▶ [Task material]
===============
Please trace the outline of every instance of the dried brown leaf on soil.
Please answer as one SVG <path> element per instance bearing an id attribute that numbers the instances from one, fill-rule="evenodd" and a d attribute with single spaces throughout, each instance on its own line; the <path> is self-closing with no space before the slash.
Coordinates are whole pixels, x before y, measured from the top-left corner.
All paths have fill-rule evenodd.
===============
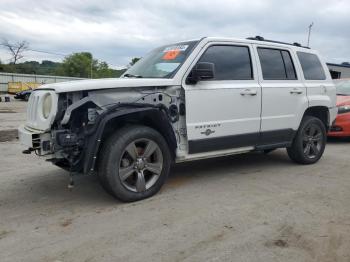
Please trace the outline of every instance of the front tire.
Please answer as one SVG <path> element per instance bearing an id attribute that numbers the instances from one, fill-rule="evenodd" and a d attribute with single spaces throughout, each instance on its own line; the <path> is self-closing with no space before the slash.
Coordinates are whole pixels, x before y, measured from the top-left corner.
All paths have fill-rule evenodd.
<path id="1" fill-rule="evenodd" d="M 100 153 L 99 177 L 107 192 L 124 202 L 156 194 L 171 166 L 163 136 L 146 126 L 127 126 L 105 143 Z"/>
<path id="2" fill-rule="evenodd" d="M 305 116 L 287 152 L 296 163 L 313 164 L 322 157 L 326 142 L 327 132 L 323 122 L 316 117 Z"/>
===============
▶ [Directions] Pick out every line of the items above that contains the string "trace", and copy each one in full. Case counts.

▶ [Written reply]
Please trace the outline of every instance of the dried brown leaf on soil.
Please trace the outline of every instance of the front tire.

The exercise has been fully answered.